**RECORDS PROVIDED:**
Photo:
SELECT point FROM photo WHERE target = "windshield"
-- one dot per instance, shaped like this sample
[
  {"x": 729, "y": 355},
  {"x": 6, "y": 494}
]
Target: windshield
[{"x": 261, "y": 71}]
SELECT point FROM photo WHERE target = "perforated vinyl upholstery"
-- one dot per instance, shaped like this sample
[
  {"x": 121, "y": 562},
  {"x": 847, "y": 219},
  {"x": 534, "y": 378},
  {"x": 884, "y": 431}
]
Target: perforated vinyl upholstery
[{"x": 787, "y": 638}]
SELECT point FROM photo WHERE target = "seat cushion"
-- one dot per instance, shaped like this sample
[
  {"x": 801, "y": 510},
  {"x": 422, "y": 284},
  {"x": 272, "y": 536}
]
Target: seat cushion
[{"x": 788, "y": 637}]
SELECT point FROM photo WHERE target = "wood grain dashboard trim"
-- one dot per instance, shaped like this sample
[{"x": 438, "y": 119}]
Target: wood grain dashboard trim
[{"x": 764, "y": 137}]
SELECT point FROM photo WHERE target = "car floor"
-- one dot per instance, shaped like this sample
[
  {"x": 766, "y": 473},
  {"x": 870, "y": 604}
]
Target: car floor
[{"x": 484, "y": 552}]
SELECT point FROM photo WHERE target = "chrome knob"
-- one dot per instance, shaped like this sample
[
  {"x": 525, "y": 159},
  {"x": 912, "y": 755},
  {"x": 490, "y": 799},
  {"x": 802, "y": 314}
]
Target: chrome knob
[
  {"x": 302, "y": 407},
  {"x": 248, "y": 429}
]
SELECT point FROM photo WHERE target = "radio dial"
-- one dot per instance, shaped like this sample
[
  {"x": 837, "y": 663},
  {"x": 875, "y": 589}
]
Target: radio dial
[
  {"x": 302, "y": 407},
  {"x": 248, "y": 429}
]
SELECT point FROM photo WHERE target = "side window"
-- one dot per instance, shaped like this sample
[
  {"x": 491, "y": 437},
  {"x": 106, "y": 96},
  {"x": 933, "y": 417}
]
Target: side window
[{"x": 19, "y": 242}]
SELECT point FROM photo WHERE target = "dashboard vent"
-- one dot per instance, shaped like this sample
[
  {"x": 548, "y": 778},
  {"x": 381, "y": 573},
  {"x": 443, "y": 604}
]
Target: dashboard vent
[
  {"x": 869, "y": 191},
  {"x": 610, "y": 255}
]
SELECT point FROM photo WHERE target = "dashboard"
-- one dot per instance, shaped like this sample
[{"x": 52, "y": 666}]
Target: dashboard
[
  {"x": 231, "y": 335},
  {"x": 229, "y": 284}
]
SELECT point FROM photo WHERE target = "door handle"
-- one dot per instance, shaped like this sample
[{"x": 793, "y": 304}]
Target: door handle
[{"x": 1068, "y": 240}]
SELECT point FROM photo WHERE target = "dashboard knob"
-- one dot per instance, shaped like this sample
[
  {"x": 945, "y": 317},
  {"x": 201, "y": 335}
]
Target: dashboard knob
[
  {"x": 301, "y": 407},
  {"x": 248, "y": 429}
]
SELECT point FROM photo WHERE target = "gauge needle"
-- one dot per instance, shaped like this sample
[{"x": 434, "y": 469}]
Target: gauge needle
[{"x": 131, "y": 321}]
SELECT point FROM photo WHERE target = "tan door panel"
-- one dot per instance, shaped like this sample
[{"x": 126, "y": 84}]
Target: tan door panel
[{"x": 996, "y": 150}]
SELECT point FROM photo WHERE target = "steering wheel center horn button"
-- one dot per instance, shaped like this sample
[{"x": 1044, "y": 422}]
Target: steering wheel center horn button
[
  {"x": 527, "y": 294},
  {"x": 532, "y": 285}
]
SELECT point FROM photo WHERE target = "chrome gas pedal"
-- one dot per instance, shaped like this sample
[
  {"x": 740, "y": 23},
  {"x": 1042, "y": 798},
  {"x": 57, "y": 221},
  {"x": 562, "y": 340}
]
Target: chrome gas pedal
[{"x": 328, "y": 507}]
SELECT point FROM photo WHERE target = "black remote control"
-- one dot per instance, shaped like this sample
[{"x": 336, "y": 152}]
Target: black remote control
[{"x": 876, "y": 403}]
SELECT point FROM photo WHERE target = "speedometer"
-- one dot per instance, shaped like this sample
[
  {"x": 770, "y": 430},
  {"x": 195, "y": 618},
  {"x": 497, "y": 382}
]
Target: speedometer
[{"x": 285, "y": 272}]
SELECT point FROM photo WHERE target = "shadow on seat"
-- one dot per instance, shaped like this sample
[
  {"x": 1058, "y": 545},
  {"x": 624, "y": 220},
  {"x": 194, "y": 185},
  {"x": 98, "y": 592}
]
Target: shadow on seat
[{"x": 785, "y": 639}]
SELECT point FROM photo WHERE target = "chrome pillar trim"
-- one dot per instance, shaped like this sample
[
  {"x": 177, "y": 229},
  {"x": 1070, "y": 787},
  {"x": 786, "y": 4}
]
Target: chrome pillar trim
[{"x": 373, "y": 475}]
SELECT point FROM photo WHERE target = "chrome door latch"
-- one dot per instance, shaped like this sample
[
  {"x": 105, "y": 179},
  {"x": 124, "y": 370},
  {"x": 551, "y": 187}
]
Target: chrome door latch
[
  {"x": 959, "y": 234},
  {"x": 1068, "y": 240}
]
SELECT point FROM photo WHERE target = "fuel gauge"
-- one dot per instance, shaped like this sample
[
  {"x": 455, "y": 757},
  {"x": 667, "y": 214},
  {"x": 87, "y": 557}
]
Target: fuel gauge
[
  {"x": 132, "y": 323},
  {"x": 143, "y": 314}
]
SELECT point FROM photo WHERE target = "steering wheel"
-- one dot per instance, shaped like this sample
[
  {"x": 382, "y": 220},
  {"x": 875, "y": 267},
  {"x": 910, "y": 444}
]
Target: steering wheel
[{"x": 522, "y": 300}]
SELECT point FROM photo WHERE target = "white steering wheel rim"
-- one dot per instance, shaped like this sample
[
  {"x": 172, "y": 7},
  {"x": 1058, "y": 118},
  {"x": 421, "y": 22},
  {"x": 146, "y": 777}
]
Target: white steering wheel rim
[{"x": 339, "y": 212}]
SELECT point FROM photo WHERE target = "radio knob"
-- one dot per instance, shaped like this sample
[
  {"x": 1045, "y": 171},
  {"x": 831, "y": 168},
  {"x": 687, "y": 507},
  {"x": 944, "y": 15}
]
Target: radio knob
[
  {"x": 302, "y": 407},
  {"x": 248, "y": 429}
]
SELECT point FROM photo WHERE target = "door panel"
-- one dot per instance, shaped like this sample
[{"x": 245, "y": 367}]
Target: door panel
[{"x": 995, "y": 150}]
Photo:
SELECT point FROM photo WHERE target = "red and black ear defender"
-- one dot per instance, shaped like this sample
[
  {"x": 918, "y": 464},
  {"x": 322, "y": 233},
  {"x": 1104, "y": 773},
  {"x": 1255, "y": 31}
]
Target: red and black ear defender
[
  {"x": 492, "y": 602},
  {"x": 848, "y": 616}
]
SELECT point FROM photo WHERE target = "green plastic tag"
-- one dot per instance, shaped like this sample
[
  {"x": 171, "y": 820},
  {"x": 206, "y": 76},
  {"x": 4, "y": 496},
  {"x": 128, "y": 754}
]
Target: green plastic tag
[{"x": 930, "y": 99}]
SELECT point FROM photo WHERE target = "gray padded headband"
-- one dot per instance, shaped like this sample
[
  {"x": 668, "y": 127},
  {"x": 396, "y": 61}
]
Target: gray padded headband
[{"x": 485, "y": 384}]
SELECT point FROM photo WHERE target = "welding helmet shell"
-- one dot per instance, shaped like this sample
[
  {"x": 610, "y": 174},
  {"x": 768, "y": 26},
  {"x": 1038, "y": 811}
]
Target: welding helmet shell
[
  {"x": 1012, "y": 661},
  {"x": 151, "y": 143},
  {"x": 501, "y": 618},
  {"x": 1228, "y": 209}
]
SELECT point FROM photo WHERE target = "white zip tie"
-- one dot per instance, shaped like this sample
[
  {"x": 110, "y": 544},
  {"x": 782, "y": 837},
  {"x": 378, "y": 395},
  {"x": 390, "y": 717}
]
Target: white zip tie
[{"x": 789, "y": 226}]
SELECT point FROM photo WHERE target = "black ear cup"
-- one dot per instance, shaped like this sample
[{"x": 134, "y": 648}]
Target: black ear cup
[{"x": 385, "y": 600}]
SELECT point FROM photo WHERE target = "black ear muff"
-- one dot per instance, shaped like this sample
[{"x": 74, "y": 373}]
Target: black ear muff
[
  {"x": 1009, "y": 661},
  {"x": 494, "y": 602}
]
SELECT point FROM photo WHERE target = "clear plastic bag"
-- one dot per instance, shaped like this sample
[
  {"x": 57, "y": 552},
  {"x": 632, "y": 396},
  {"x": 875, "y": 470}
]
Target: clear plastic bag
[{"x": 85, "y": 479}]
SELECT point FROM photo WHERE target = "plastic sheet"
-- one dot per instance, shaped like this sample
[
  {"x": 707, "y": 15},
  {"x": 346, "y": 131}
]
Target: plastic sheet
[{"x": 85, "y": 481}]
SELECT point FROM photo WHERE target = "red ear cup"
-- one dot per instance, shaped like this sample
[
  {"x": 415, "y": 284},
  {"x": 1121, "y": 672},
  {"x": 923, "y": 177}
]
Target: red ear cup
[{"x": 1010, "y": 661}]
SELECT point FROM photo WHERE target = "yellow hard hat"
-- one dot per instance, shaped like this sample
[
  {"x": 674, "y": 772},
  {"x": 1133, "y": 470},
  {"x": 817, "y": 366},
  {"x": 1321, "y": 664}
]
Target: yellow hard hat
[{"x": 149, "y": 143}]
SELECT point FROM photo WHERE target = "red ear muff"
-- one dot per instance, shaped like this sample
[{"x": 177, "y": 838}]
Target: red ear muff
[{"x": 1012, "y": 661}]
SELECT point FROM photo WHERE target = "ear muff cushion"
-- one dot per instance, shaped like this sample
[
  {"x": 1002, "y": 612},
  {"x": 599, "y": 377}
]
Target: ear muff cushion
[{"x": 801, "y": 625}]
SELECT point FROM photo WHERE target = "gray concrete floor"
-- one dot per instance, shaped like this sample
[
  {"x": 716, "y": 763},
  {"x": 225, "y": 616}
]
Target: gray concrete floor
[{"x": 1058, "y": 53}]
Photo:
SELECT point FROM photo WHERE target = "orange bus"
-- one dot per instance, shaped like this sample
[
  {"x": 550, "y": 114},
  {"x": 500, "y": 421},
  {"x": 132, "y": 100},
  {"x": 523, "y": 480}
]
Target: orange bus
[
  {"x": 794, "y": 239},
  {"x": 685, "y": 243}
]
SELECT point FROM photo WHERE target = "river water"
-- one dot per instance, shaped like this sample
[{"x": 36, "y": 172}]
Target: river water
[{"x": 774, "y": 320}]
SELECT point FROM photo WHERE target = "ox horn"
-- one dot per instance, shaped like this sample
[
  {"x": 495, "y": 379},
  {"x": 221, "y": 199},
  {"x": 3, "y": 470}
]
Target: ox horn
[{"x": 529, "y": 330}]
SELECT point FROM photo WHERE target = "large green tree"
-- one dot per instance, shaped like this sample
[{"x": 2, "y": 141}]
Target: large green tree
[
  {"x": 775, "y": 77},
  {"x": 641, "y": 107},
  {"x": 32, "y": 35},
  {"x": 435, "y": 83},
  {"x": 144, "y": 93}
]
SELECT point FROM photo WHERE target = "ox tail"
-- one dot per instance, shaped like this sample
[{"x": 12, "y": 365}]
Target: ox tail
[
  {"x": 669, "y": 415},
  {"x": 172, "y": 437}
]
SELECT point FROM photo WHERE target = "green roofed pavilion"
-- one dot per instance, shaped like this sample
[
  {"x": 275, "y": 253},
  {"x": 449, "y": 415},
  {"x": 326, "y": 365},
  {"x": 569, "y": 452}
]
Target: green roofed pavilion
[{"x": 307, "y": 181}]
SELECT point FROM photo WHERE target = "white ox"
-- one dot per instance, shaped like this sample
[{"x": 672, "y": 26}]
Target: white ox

**GIVEN REQUEST:** State the number of lines in the material above that contain the string "fuel", giving only the number.

**COMPLETED TASK:** 2